--- Quoted passage ---
..........
Where adult children have grown up in highly dysfunctional and abusive situations, then NC is their only option and as far as I can see, it’s a last resort after many attempts at trying to fix things. These AC have no such thing as a happy ending. Life for them can be and often is very traumatic and difficult especially on birthdays and Christmas.
For those AC who have had loving, caring parents and the relationship was previously good, but you’ve taken the advice from people you hardly know and gone NC, you really need to take a good look at yourselves and the impact you are having on your parents. Estrangement is a killer make no mistake. Parents have ended their lives or become ill and died.
If you can sit and eat your Christmas dinner knowing your parents are facing the bleakest of days, the problem isn’t them.
If you can ignore birthdays, Mothers and Father’s Day knowing the pain it will cause, the problem is not them.
..........
--- Brief A ---
In the passage on estrangement, when does life become especially difficult for adult children who grew up in abusive situations?
--- Brief B ---
List every holiday or special day named in the passage on estrangement.
--- Brief C ---
Carry on the passage on estrangement from its last sentence, in the same voice.
..........
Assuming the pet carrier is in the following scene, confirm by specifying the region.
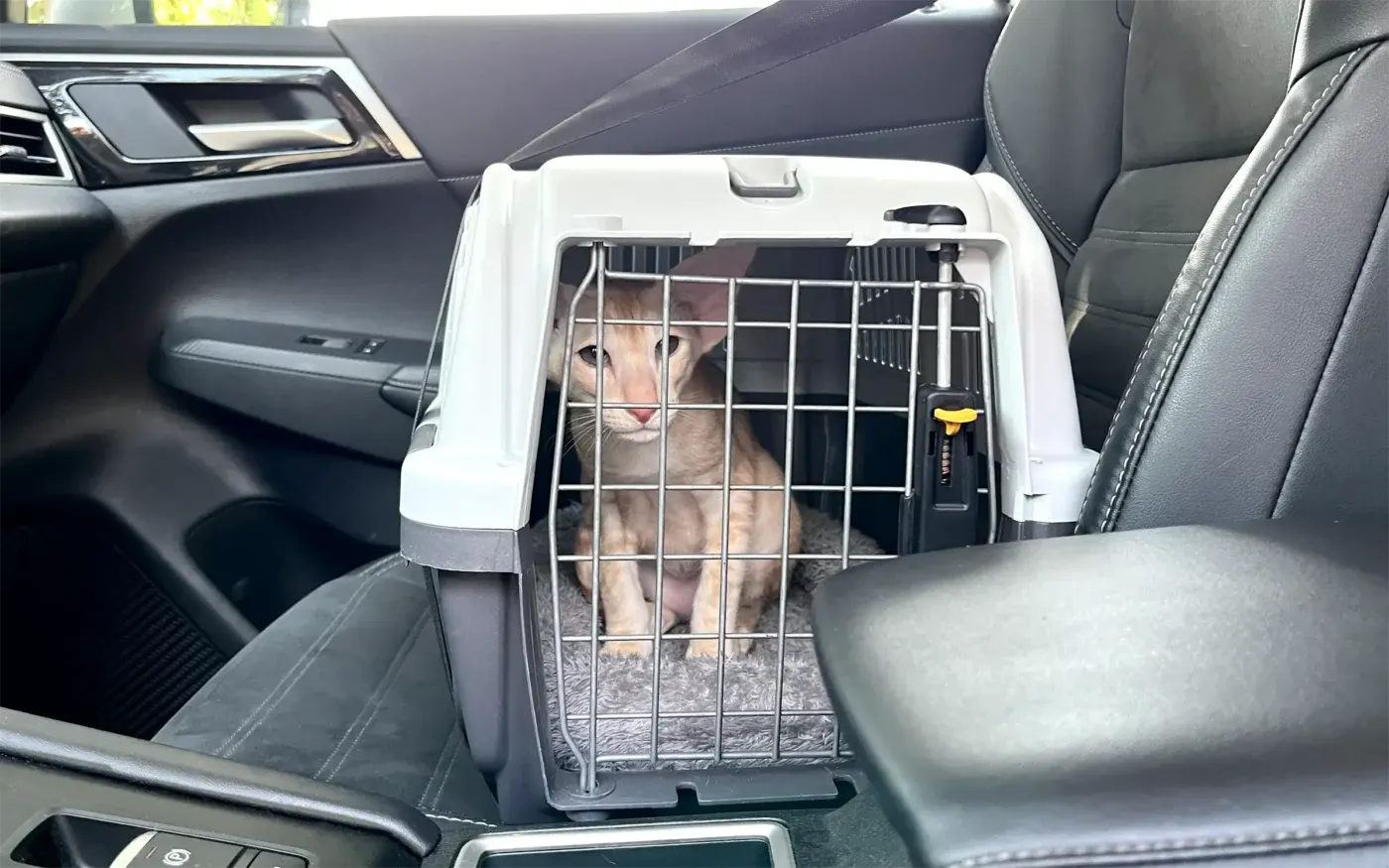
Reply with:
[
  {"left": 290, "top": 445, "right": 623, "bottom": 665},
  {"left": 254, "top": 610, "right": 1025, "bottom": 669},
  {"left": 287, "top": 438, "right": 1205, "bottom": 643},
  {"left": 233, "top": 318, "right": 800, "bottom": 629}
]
[{"left": 400, "top": 156, "right": 1096, "bottom": 820}]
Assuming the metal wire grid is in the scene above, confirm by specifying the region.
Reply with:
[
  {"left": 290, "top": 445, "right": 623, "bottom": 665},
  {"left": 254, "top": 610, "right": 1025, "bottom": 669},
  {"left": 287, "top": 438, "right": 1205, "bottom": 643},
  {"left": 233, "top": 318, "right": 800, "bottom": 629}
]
[{"left": 549, "top": 243, "right": 996, "bottom": 793}]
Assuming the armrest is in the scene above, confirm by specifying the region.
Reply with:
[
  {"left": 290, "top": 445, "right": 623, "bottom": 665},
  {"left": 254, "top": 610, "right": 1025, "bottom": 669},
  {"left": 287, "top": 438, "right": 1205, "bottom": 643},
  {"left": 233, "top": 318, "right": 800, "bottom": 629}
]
[
  {"left": 814, "top": 521, "right": 1389, "bottom": 868},
  {"left": 0, "top": 708, "right": 439, "bottom": 864}
]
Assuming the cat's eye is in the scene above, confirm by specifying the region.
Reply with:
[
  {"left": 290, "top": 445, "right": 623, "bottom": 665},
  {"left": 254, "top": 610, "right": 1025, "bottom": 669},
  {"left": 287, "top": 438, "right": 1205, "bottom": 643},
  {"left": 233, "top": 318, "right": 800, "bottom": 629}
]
[{"left": 577, "top": 344, "right": 612, "bottom": 368}]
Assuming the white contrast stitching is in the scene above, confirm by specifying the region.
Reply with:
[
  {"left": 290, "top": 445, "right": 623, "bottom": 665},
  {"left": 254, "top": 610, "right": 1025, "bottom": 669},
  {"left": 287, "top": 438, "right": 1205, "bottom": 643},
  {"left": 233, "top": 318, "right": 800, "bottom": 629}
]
[
  {"left": 212, "top": 556, "right": 393, "bottom": 757},
  {"left": 221, "top": 558, "right": 395, "bottom": 758},
  {"left": 1094, "top": 49, "right": 1365, "bottom": 531},
  {"left": 314, "top": 604, "right": 434, "bottom": 784},
  {"left": 425, "top": 813, "right": 500, "bottom": 829},
  {"left": 983, "top": 72, "right": 1080, "bottom": 253},
  {"left": 946, "top": 820, "right": 1389, "bottom": 868}
]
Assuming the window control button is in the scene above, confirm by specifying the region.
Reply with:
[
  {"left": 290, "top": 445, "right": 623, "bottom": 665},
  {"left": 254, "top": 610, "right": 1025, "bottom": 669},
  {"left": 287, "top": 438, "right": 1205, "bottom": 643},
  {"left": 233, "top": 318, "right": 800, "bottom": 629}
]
[
  {"left": 247, "top": 850, "right": 309, "bottom": 868},
  {"left": 126, "top": 832, "right": 246, "bottom": 868}
]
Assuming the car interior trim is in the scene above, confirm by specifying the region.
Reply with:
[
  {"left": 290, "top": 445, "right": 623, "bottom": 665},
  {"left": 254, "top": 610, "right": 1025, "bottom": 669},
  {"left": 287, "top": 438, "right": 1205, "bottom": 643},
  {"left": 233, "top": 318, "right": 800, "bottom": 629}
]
[{"left": 0, "top": 53, "right": 421, "bottom": 160}]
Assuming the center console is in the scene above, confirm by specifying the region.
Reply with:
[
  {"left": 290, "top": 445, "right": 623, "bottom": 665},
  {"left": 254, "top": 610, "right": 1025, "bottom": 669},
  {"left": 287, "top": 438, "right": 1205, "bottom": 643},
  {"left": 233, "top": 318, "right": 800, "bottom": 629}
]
[
  {"left": 0, "top": 709, "right": 796, "bottom": 868},
  {"left": 0, "top": 711, "right": 439, "bottom": 868}
]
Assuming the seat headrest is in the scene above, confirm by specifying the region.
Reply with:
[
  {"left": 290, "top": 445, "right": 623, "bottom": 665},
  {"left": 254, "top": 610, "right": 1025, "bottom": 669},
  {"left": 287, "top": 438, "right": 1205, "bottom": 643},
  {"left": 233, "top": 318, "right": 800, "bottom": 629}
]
[{"left": 1289, "top": 0, "right": 1389, "bottom": 83}]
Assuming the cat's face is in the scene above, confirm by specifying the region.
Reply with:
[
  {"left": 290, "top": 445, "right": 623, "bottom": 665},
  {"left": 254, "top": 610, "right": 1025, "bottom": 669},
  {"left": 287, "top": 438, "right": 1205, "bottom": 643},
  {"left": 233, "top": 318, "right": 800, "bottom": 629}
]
[{"left": 549, "top": 247, "right": 756, "bottom": 443}]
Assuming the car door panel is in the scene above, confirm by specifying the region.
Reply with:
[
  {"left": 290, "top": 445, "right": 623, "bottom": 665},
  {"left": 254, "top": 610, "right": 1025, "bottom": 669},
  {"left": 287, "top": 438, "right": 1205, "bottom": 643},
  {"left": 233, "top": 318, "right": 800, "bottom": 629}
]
[{"left": 0, "top": 6, "right": 1006, "bottom": 726}]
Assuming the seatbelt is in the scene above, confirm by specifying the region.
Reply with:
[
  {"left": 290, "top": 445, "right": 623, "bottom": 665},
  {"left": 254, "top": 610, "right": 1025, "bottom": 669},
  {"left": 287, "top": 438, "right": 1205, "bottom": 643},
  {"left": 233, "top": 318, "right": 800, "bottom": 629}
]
[{"left": 416, "top": 0, "right": 935, "bottom": 427}]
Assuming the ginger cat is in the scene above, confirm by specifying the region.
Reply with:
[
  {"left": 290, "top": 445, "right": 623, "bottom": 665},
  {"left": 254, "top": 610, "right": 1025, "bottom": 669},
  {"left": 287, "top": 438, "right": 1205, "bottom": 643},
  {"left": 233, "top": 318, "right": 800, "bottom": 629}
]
[{"left": 549, "top": 247, "right": 800, "bottom": 657}]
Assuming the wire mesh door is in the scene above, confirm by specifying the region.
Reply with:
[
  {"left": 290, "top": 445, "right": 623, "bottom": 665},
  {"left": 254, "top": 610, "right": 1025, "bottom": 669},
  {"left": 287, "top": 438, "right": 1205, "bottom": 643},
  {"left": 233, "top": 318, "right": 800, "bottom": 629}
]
[{"left": 542, "top": 238, "right": 996, "bottom": 792}]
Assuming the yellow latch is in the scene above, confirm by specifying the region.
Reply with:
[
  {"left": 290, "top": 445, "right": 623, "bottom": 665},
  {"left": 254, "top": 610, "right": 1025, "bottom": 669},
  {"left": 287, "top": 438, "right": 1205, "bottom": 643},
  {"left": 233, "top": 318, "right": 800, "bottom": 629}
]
[{"left": 932, "top": 407, "right": 979, "bottom": 437}]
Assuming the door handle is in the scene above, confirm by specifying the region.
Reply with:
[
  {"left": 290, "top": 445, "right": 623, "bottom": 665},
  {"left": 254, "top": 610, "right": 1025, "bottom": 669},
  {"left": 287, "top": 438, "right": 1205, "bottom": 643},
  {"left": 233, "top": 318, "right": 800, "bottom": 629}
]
[{"left": 188, "top": 118, "right": 351, "bottom": 153}]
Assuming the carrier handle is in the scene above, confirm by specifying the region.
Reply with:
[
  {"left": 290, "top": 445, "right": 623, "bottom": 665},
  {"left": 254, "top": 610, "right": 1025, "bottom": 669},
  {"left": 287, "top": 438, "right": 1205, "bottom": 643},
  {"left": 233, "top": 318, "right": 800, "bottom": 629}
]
[{"left": 414, "top": 0, "right": 977, "bottom": 428}]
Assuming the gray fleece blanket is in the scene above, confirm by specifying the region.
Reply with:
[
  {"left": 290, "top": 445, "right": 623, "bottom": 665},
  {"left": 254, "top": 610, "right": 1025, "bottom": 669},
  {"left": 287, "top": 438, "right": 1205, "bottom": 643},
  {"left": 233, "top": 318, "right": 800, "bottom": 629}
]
[{"left": 535, "top": 504, "right": 882, "bottom": 771}]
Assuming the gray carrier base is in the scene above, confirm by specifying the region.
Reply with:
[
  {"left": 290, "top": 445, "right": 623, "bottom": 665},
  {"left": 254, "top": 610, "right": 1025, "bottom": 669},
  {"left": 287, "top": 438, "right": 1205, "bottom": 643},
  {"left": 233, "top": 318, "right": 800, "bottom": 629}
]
[{"left": 402, "top": 520, "right": 862, "bottom": 823}]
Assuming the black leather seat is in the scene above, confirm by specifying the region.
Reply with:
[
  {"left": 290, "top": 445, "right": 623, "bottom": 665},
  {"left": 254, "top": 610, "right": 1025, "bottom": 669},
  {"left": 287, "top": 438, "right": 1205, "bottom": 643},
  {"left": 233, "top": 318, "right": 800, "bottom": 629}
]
[
  {"left": 157, "top": 0, "right": 1300, "bottom": 822},
  {"left": 816, "top": 0, "right": 1389, "bottom": 868}
]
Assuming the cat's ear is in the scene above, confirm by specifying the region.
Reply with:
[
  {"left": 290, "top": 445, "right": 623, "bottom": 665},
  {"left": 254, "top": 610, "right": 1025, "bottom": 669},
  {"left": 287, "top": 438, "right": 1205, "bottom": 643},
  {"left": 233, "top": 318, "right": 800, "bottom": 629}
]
[
  {"left": 671, "top": 244, "right": 757, "bottom": 353},
  {"left": 552, "top": 282, "right": 579, "bottom": 329}
]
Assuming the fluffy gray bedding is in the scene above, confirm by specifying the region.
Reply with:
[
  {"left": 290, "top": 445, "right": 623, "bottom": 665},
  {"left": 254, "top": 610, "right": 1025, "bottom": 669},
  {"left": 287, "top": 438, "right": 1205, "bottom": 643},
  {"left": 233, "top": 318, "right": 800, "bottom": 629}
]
[{"left": 536, "top": 506, "right": 881, "bottom": 771}]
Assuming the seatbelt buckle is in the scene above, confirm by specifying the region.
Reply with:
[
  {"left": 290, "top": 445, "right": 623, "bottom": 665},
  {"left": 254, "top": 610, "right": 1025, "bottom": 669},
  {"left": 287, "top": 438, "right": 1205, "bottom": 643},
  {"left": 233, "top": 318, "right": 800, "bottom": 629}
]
[{"left": 899, "top": 386, "right": 980, "bottom": 555}]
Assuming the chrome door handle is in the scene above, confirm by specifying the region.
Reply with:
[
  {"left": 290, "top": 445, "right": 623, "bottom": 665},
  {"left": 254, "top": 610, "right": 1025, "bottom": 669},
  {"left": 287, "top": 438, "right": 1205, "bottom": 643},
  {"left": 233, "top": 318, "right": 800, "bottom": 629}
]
[{"left": 188, "top": 118, "right": 351, "bottom": 153}]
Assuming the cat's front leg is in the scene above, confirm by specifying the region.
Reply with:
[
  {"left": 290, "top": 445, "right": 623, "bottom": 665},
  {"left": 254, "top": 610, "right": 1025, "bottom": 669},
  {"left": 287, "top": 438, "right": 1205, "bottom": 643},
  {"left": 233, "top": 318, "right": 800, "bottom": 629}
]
[
  {"left": 688, "top": 492, "right": 754, "bottom": 657},
  {"left": 573, "top": 504, "right": 652, "bottom": 657}
]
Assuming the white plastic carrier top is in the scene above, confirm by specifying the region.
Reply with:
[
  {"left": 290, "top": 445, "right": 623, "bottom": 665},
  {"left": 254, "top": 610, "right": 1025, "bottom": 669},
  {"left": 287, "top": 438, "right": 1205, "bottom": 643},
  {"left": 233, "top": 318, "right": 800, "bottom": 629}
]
[{"left": 400, "top": 156, "right": 1096, "bottom": 531}]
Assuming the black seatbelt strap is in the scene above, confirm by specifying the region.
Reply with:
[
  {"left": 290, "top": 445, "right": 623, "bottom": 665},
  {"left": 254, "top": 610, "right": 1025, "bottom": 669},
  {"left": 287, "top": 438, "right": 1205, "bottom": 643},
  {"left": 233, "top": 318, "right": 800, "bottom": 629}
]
[{"left": 416, "top": 0, "right": 934, "bottom": 427}]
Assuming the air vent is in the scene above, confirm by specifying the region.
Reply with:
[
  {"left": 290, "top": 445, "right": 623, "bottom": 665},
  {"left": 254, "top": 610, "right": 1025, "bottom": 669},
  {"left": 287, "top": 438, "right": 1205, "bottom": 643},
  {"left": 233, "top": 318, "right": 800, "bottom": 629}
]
[{"left": 0, "top": 108, "right": 69, "bottom": 182}]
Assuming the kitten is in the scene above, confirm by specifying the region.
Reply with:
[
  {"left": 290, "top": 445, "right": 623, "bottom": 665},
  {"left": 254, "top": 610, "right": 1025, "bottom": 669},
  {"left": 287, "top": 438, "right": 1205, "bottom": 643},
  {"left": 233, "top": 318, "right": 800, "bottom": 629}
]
[{"left": 549, "top": 247, "right": 800, "bottom": 657}]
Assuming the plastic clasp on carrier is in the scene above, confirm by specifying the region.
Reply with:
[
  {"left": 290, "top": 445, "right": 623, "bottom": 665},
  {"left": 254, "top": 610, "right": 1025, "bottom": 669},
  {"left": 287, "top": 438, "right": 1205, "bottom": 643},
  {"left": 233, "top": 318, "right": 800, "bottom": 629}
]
[{"left": 723, "top": 157, "right": 800, "bottom": 198}]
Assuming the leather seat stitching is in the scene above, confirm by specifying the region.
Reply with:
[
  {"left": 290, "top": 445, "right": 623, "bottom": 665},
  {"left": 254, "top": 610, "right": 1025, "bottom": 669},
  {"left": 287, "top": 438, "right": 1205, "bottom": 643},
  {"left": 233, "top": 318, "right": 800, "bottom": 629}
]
[
  {"left": 221, "top": 561, "right": 400, "bottom": 758},
  {"left": 983, "top": 73, "right": 1080, "bottom": 253},
  {"left": 430, "top": 739, "right": 462, "bottom": 808},
  {"left": 425, "top": 812, "right": 497, "bottom": 829},
  {"left": 946, "top": 820, "right": 1389, "bottom": 868},
  {"left": 1091, "top": 49, "right": 1368, "bottom": 532},
  {"left": 1271, "top": 182, "right": 1389, "bottom": 517},
  {"left": 212, "top": 556, "right": 397, "bottom": 757},
  {"left": 420, "top": 726, "right": 462, "bottom": 808},
  {"left": 314, "top": 604, "right": 434, "bottom": 784}
]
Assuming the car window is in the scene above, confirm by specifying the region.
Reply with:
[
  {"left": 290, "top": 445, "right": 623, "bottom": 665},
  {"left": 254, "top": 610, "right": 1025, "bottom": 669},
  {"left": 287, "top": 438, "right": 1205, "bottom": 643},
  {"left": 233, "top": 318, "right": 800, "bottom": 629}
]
[{"left": 6, "top": 0, "right": 771, "bottom": 27}]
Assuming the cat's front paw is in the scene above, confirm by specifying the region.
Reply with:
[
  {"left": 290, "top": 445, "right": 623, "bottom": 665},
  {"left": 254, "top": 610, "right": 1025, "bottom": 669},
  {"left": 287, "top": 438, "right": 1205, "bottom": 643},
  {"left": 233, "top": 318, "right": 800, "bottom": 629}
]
[
  {"left": 601, "top": 639, "right": 652, "bottom": 657},
  {"left": 685, "top": 639, "right": 753, "bottom": 659}
]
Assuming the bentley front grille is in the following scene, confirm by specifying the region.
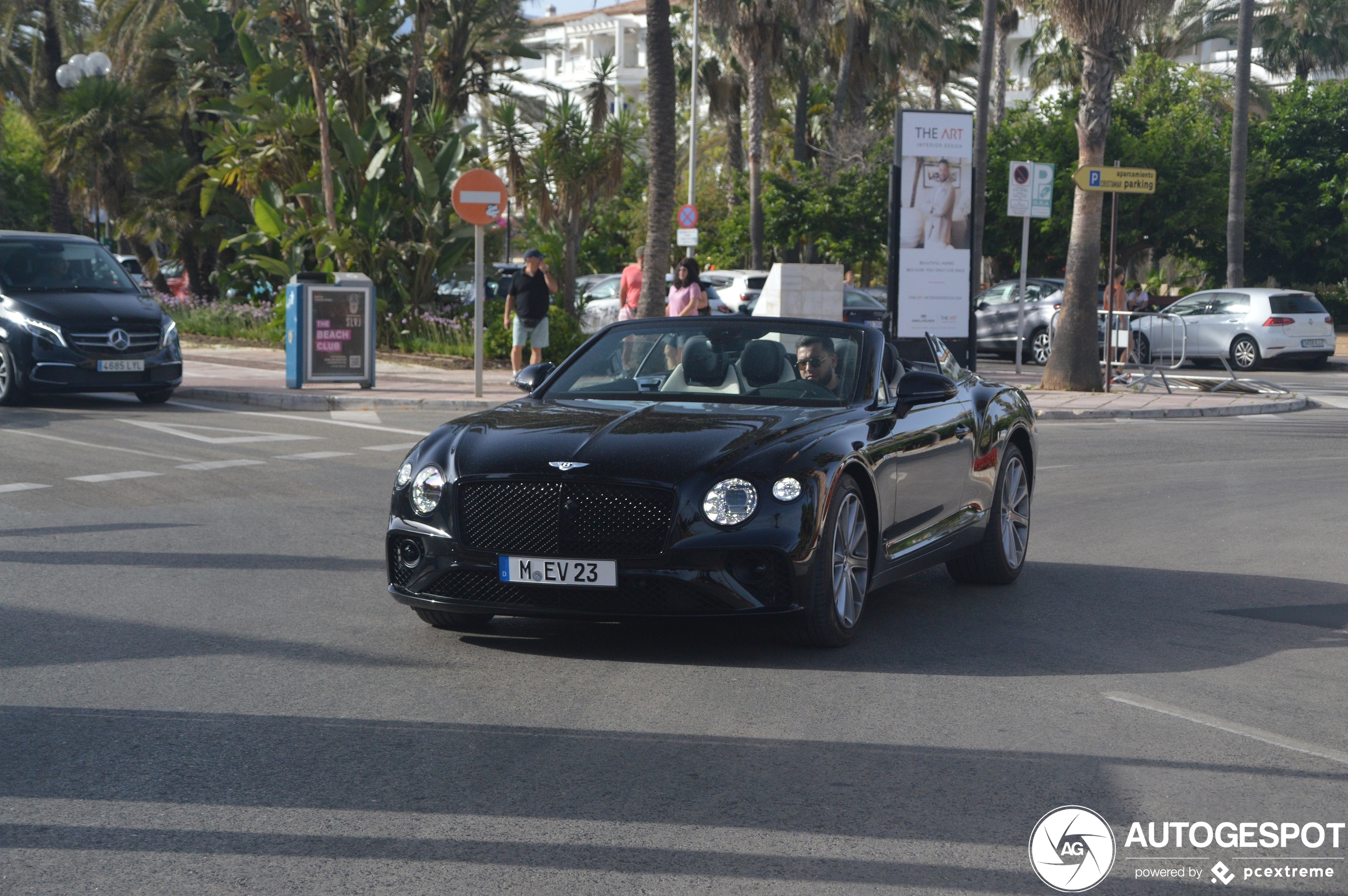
..........
--- Answer section A ---
On birthdays and Christmas.

--- Answer section B ---
Birthdays, Christmas, Mother's Day, Father's Day

--- Answer section C ---
If you can tell your children that your parents are bad people or you simply deny they exist, or if you think you can talk your way through explaining the benefits of cutting your child off from knowing it’s own gene pool and tribal roots, the problem is not your parents.
If you can snub, ignore, ostracise, dish out the silent treatment on an ongoing basis, sulk and then act as though you are the victim, it’s you that’s the narcissist, not your parents.
If your parents loved you and did their best yet you can deal with knowing all these things above and yet still continue to hurt your them in this way, the problem isn’t them.